All of the data should be repeated exactly; pictures are not part of the copy.

## start Raw records

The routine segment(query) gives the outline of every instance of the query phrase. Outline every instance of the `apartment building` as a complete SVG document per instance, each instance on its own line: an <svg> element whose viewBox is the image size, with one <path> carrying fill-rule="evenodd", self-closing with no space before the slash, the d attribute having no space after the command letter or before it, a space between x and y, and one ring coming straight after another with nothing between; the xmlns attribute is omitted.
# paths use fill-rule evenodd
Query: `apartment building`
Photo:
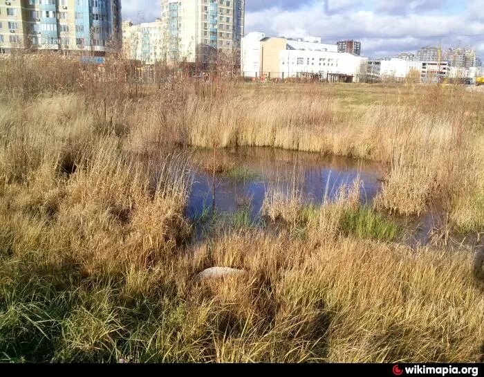
<svg viewBox="0 0 484 377"><path fill-rule="evenodd" d="M245 0L161 0L169 58L206 64L213 53L239 55Z"/></svg>
<svg viewBox="0 0 484 377"><path fill-rule="evenodd" d="M414 62L416 60L415 54L412 54L411 53L400 53L395 56L395 58L401 60L409 60L410 62Z"/></svg>
<svg viewBox="0 0 484 377"><path fill-rule="evenodd" d="M422 47L417 52L417 60L419 62L438 62L442 57L439 48L434 46Z"/></svg>
<svg viewBox="0 0 484 377"><path fill-rule="evenodd" d="M167 61L167 41L161 19L138 25L129 21L122 23L122 50L126 59L138 60L144 64Z"/></svg>
<svg viewBox="0 0 484 377"><path fill-rule="evenodd" d="M357 41L339 41L336 44L338 53L348 53L360 56L362 54L362 42Z"/></svg>
<svg viewBox="0 0 484 377"><path fill-rule="evenodd" d="M121 39L120 0L1 0L0 48L105 53Z"/></svg>
<svg viewBox="0 0 484 377"><path fill-rule="evenodd" d="M288 78L318 75L324 80L360 81L366 75L367 59L338 53L337 46L266 37L251 33L242 39L242 73L245 77ZM320 39L319 39L320 41Z"/></svg>

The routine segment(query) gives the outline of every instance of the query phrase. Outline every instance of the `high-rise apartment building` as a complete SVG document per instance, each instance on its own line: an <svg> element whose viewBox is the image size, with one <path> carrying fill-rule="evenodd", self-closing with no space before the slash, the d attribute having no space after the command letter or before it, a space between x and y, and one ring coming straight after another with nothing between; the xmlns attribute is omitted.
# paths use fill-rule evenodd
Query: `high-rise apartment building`
<svg viewBox="0 0 484 377"><path fill-rule="evenodd" d="M2 0L0 48L105 53L121 38L120 0Z"/></svg>
<svg viewBox="0 0 484 377"><path fill-rule="evenodd" d="M207 63L214 51L239 55L245 0L161 0L169 57Z"/></svg>
<svg viewBox="0 0 484 377"><path fill-rule="evenodd" d="M476 66L476 51L463 48L449 48L445 60L452 67L468 68Z"/></svg>
<svg viewBox="0 0 484 377"><path fill-rule="evenodd" d="M438 62L443 57L440 56L438 47L428 46L422 47L417 52L417 60L419 62Z"/></svg>
<svg viewBox="0 0 484 377"><path fill-rule="evenodd" d="M400 59L400 60L407 60L409 62L415 61L415 55L412 54L411 53L400 53L395 57L395 59Z"/></svg>
<svg viewBox="0 0 484 377"><path fill-rule="evenodd" d="M362 42L357 41L339 41L337 42L338 53L348 53L360 56L362 54Z"/></svg>

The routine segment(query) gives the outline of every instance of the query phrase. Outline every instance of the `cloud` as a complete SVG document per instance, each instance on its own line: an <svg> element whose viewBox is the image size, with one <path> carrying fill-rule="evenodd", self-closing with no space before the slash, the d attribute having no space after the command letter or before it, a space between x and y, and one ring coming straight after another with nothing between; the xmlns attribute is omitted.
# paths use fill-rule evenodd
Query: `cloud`
<svg viewBox="0 0 484 377"><path fill-rule="evenodd" d="M161 15L160 0L122 0L121 7L122 19L133 22L150 22Z"/></svg>
<svg viewBox="0 0 484 377"><path fill-rule="evenodd" d="M443 0L376 0L375 10L390 15L407 15L442 9L446 3Z"/></svg>
<svg viewBox="0 0 484 377"><path fill-rule="evenodd" d="M444 47L473 45L479 54L484 55L484 37L466 37L484 35L482 11L476 16L476 10L482 8L482 1L471 1L467 8L463 6L460 12L443 11L436 8L437 4L432 0L395 0L384 2L401 3L407 8L398 12L389 8L383 11L378 8L378 2L365 9L353 1L353 6L344 10L337 7L329 13L326 12L325 1L314 1L294 10L273 8L248 12L245 30L286 37L315 35L328 43L341 39L359 39L362 42L362 53L370 57L415 51L440 42Z"/></svg>
<svg viewBox="0 0 484 377"><path fill-rule="evenodd" d="M245 33L362 41L366 56L474 46L484 57L484 0L245 0ZM138 15L138 12L141 12ZM160 0L122 0L124 19L154 21Z"/></svg>

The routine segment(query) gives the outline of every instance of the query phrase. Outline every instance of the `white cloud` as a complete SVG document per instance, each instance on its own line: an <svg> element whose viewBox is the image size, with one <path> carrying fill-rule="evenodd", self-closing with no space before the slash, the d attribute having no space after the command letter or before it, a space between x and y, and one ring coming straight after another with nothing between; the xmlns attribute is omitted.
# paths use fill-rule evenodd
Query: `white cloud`
<svg viewBox="0 0 484 377"><path fill-rule="evenodd" d="M245 17L245 30L263 31L269 35L301 37L321 36L325 42L339 39L362 41L363 54L367 56L393 55L401 51L415 50L422 46L444 46L473 44L478 53L484 55L484 22L476 18L476 10L482 12L483 0L472 1L463 14L445 15L436 12L413 12L409 14L378 13L376 10L352 10L337 15L327 15L324 3L314 2L292 10L272 9L250 12ZM389 1L386 1L389 2ZM396 2L399 2L398 0ZM402 3L408 1L402 1ZM479 4L481 4L479 6ZM409 6L432 8L432 1L410 1Z"/></svg>

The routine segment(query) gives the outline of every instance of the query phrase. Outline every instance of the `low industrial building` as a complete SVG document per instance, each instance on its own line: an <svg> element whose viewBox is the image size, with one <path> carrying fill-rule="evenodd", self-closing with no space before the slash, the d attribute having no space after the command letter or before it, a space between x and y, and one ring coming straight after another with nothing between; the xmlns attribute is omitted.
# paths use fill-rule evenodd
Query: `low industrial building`
<svg viewBox="0 0 484 377"><path fill-rule="evenodd" d="M420 82L442 81L449 77L447 62L420 62L393 58L369 62L368 75L373 81L403 81L410 78Z"/></svg>
<svg viewBox="0 0 484 377"><path fill-rule="evenodd" d="M359 82L366 77L368 59L338 53L336 44L320 38L290 39L251 33L242 38L241 72L248 77L285 79L317 77L331 82Z"/></svg>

## end Raw records

- **Output below**
The routine segment(query) gives the outline of every instance of the query phrase. Outline every instance of the `apartment building` as a complete SVG document per instance, each instance on its own line: an <svg> element whose viewBox is the image size, with one <path> carrying fill-rule="evenodd", self-closing with no space before the slash, the d attribute having no space after the command letter or before it, a space between x and y, and one ring coming straight after another with nothing between; the xmlns attribute is omitted.
# paths use fill-rule evenodd
Query: `apartment building`
Photo:
<svg viewBox="0 0 484 377"><path fill-rule="evenodd" d="M245 0L161 0L169 58L206 64L213 53L239 55Z"/></svg>
<svg viewBox="0 0 484 377"><path fill-rule="evenodd" d="M414 62L416 60L415 54L412 54L411 53L400 53L395 56L395 58L401 60L409 60L410 62Z"/></svg>
<svg viewBox="0 0 484 377"><path fill-rule="evenodd" d="M422 47L417 52L417 60L419 62L438 62L442 57L439 48L434 46Z"/></svg>
<svg viewBox="0 0 484 377"><path fill-rule="evenodd" d="M167 61L167 41L161 19L138 25L129 21L122 23L122 50L126 59L138 60L144 64Z"/></svg>
<svg viewBox="0 0 484 377"><path fill-rule="evenodd" d="M357 41L339 41L336 44L338 53L348 53L360 56L362 54L362 42Z"/></svg>
<svg viewBox="0 0 484 377"><path fill-rule="evenodd" d="M121 39L120 0L1 0L0 48L105 53Z"/></svg>
<svg viewBox="0 0 484 377"><path fill-rule="evenodd" d="M288 78L318 75L324 80L360 81L366 75L367 59L338 53L337 46L266 37L251 33L242 39L242 73L245 77ZM320 39L319 39L320 41Z"/></svg>

The routine segment(query) gives the outline of every instance of the query phrase. Outline every instance of the `high-rise apartment building` as a complete SVG document per instance, each instance on its own line: an <svg> element whose viewBox is the image size, with one <path> carrying fill-rule="evenodd", self-closing with no space before the slash, the d attribute having no space after the command letter or before it, a space between x and y, and one ring coming straight after another with nothing between; the xmlns attribute is omitted.
# paths use fill-rule evenodd
Query: `high-rise apartment building`
<svg viewBox="0 0 484 377"><path fill-rule="evenodd" d="M2 0L0 48L105 53L121 38L120 0Z"/></svg>
<svg viewBox="0 0 484 377"><path fill-rule="evenodd" d="M207 63L214 51L239 55L245 0L161 0L169 57Z"/></svg>
<svg viewBox="0 0 484 377"><path fill-rule="evenodd" d="M476 66L476 51L463 48L449 48L445 60L452 67L468 68Z"/></svg>
<svg viewBox="0 0 484 377"><path fill-rule="evenodd" d="M438 62L443 57L440 56L438 47L428 46L422 47L417 52L417 60L419 62Z"/></svg>
<svg viewBox="0 0 484 377"><path fill-rule="evenodd" d="M400 59L400 60L407 60L409 62L415 61L415 55L412 54L411 53L400 53L395 57L395 59Z"/></svg>
<svg viewBox="0 0 484 377"><path fill-rule="evenodd" d="M362 42L357 41L339 41L337 42L338 53L348 53L360 56L362 54Z"/></svg>

The routine segment(query) gives the outline of every instance of the query phrase. Outline every instance of the `cloud` as a complete SVG document per instance, each instance on its own line: an <svg> element whose viewBox is the image size, with one <path> carrying fill-rule="evenodd", self-closing with no space before the slash, the d attribute having no space after the command letter or before it, a space between x and y, and one ring coming straight after another with nothing between; the xmlns attribute is omitted.
# paths use fill-rule evenodd
Query: `cloud`
<svg viewBox="0 0 484 377"><path fill-rule="evenodd" d="M161 15L160 0L122 0L121 7L122 19L133 22L150 22Z"/></svg>
<svg viewBox="0 0 484 377"><path fill-rule="evenodd" d="M443 0L376 0L375 10L390 15L407 15L442 9L446 3Z"/></svg>
<svg viewBox="0 0 484 377"><path fill-rule="evenodd" d="M444 47L473 45L479 54L484 55L484 37L466 37L484 35L482 11L476 16L476 10L482 8L482 1L471 1L467 8L463 6L460 12L443 11L436 8L437 4L432 0L395 0L384 2L401 3L407 8L398 12L389 8L383 11L378 8L378 2L365 9L353 1L353 6L344 10L337 7L329 13L326 12L325 1L314 1L294 10L273 8L248 12L245 30L286 37L315 35L328 43L341 39L359 39L362 42L362 53L370 57L415 51L440 42Z"/></svg>
<svg viewBox="0 0 484 377"><path fill-rule="evenodd" d="M245 33L362 41L366 56L474 46L484 57L484 0L245 0ZM138 15L138 12L141 12ZM160 0L122 0L124 19L154 21Z"/></svg>

The routine segment(query) gives the outline of every instance of the query phrase. Outline every instance of the `white cloud` as a complete SVG document per instance, each instance on its own line: an <svg> element whose viewBox is the image size, with one <path> carrying fill-rule="evenodd", self-closing with no space before the slash, the d attribute having no space after the command letter or before it, a space between x and y, and one ring coming straight after another with nothing between; the xmlns attribute is omitted.
# paths use fill-rule evenodd
Query: `white cloud`
<svg viewBox="0 0 484 377"><path fill-rule="evenodd" d="M245 17L245 30L263 31L269 35L301 37L321 36L325 42L339 39L362 41L363 54L367 56L393 55L401 51L415 50L422 46L444 46L473 44L478 53L484 55L484 22L476 18L476 10L482 12L483 0L472 1L463 14L445 15L436 12L413 12L409 14L378 13L376 10L352 10L337 15L327 15L324 3L314 2L292 10L272 9L250 12ZM389 1L386 1L389 2ZM396 2L399 2L398 0ZM402 3L408 1L402 1ZM479 4L481 4L479 6ZM409 6L432 8L432 1L410 1Z"/></svg>

The routine segment(query) gives the outline of every instance of the query phrase. Outline every instance of the `low industrial building` as a complete SVG document per instance, each instance on its own line: an <svg> element whose viewBox is the image size, with one <path> carrying fill-rule="evenodd", self-closing with no space before the slash, the d attribute having no space after the command letter or before it, a space between x and y, and one ring coming straight after another with nothing between; the xmlns attribute is omitted.
# paths use fill-rule evenodd
Query: `low industrial building`
<svg viewBox="0 0 484 377"><path fill-rule="evenodd" d="M420 82L442 81L449 77L447 62L420 62L393 58L369 62L368 75L373 81L403 81L410 78Z"/></svg>
<svg viewBox="0 0 484 377"><path fill-rule="evenodd" d="M359 82L366 77L368 59L338 53L336 44L320 38L290 39L251 33L242 38L241 72L248 77L285 79L317 77L331 82Z"/></svg>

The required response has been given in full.